-- start Data for this task --

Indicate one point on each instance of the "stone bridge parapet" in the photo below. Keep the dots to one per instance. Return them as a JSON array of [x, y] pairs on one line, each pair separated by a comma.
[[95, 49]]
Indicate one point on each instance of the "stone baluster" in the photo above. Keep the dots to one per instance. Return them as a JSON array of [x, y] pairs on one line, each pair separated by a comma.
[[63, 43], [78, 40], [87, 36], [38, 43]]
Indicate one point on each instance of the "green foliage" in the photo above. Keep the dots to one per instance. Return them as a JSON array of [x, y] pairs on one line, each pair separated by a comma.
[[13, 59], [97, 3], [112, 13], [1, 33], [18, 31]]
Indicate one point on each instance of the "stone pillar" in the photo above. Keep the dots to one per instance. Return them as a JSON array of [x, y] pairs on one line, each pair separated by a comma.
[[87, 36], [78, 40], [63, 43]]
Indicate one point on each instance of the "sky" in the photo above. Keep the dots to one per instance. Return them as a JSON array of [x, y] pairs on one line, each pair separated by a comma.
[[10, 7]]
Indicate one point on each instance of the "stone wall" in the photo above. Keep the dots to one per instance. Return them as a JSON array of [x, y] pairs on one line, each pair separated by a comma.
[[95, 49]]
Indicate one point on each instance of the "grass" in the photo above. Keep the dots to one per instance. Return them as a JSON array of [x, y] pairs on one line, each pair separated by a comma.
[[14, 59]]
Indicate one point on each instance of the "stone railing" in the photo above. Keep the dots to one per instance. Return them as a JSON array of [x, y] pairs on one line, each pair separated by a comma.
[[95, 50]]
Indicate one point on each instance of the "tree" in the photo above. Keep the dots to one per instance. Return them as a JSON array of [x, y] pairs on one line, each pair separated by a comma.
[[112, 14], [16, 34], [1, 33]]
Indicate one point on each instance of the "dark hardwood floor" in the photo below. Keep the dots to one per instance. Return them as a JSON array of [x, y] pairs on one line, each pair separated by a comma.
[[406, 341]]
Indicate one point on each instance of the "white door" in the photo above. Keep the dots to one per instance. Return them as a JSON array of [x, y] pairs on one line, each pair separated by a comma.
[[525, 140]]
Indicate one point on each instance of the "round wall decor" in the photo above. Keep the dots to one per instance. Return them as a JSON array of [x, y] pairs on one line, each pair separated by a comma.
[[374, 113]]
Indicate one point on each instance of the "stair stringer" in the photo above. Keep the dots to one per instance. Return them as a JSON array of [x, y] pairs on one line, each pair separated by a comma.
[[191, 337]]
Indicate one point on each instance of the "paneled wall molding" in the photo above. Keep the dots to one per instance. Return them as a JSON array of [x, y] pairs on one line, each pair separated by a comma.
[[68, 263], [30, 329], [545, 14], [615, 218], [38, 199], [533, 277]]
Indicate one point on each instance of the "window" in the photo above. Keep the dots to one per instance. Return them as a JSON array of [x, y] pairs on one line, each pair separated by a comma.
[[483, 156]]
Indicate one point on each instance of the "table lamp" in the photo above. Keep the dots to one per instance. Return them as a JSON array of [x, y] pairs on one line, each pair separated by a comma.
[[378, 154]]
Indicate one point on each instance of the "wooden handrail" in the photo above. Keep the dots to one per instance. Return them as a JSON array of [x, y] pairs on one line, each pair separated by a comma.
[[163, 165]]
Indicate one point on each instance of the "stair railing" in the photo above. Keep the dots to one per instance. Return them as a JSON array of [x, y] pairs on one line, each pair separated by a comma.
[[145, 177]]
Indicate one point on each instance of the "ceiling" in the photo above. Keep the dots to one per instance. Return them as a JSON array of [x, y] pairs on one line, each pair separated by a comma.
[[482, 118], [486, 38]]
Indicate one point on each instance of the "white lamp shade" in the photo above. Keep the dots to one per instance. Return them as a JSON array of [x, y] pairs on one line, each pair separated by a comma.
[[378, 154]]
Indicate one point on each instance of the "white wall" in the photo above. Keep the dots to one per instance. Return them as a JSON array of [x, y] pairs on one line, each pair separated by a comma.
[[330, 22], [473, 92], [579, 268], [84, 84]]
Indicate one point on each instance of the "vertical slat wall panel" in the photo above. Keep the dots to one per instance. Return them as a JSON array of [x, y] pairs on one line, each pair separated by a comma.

-- end Data for this task --

# [What you will do]
Restate the listing above word for word.

# [Answer to this task]
Indicate one point on each instance of the "stone bridge parapet" in the photo below. Keep the dots to one per instance. Return them as a JSON array of [x, y] pairs on one line, each pair separated by a comma.
[[95, 49]]
Indicate one point on each instance of the "stone baluster" in the photo above. Keep the dots to one per instance. Return them as a JSON array of [x, y] pairs on one line, each pair separated by a comma.
[[63, 43], [78, 40], [87, 36], [38, 43]]
Indicate one point on each instance of the "green foliage" in the photo above. Keep the dots to one per instance. Return them as a JSON array of [x, y] pairs on one line, each pair separated by a comma.
[[13, 59], [97, 3], [112, 13], [1, 33], [18, 31]]
Indicate one point on each instance of the "stone pillar" in the photo above. Keep the dots to one per instance. Return them as a JSON array of [x, y] pairs on one line, each pair separated by a comma.
[[87, 36], [78, 40], [63, 43]]
Indicate one point on each instance of the "sky" in the photo above. Keep the dots to one per instance. Return them as a JSON array of [x, y] pairs on one line, each pair separated by a comma.
[[10, 7]]
Indicate one point on each instance of the "stone wall" in the photo above. Keep the dots to one per instance. Return them as a JSON array of [x, y] pairs on one line, each pair separated by a comma.
[[95, 49]]
Indicate one point on each instance of the "grass" in the photo above. Keep the dots to one per instance. Return them as a JSON array of [x, y] pairs on one line, each pair separated by a comma.
[[14, 59]]
Indicate one point on each instance of the "stone railing" in the photo above. Keep the dots to one per instance. Return them as a JSON array of [x, y] pairs on one line, each pair separated by a comma.
[[95, 50]]
Indicate one point on each instance of the "tree" in the photo above. Keep the dots to one per instance. Return them as a JSON array of [x, y] pairs on one line, each pair separated by a comma.
[[112, 14], [16, 34], [1, 33]]
Indicate one point on each instance of the "dark hardwood floor" in the photo below. Keep the dots to one per instance. Return them as a JSON array of [x, y] pairs on one line, each pair separated by a comma.
[[406, 341]]
Indicate one point on each instance of the "white door" in the photo above. Keep the dots to one per instance. Return them as a JSON array of [x, y] pairs on one line, each pair separated by a comma.
[[525, 140]]
Indicate one point on each instance of the "round wall decor" in the photo above. Keep the dots to one per instance. Return them as a JSON array of [x, y] pairs on one line, each pair separated by a comma.
[[374, 113]]
Indicate one point on each instance of the "stair stringer" in the photo above. Keep the dots to one per instance. Return them as a JSON array of [x, y] pairs on one line, each pair separated by a comma.
[[191, 337]]
Indicate one point on each instance of the "paneled wall molding" in the photo above. Keep the dots to one per instance. Return them as a JSON array of [x, y] pairs on one line, each pair separated by a comma.
[[68, 263], [30, 329], [545, 14], [615, 218], [38, 199], [533, 277]]
Indicate one point on each instance of the "window" in the photo above. Keep the dots to one per instance. Return them as a JSON array of [x, y] pairs on one line, each pair separated by a comma.
[[483, 156]]
Indicate one point on each instance of the "table lamp" in the photo above. Keep the dots to one per instance. Return them as a JSON array of [x, y] pairs on one line, each pair separated by a comma.
[[378, 154]]
Indicate one point on each instance of the "wooden handrail" in the photo above. Keep the dots to one per instance. Return them as a JSON array of [x, y] pairs on one line, each pair separated by a comma.
[[163, 165]]
Indicate one point on each instance of the "stair railing" in the photo above. Keep the dots to one per instance. Return them as a JSON array of [x, y] pairs on one line, each pair separated by a comma.
[[145, 177]]
Indicate one point on each instance of the "ceiling" in the photo above. Keep the dots to one per instance. Return them as a JSON array of [x, y] pairs on one line, each pair separated by a comma.
[[482, 118], [486, 38]]
Indicate one point on each instance of the "white lamp shade" in the photo above. Keep the dots to one per instance. Return them as a JSON array of [x, y] pairs on one line, each pair separated by a comma.
[[378, 154]]
Indicate one point on each instance of the "white wall" in the photo above. Keep the dots to one per instance. Return them as a JSON array of [x, y] pairs on one line, each pair separated by a comma.
[[330, 22], [473, 92], [579, 268], [84, 84]]
Indicate one point on each instance of the "vertical slat wall panel" in the photo above. Keep the dots to one per instance. Return them as a JSON array of [x, y] pairs on one line, each pair separated by a comma.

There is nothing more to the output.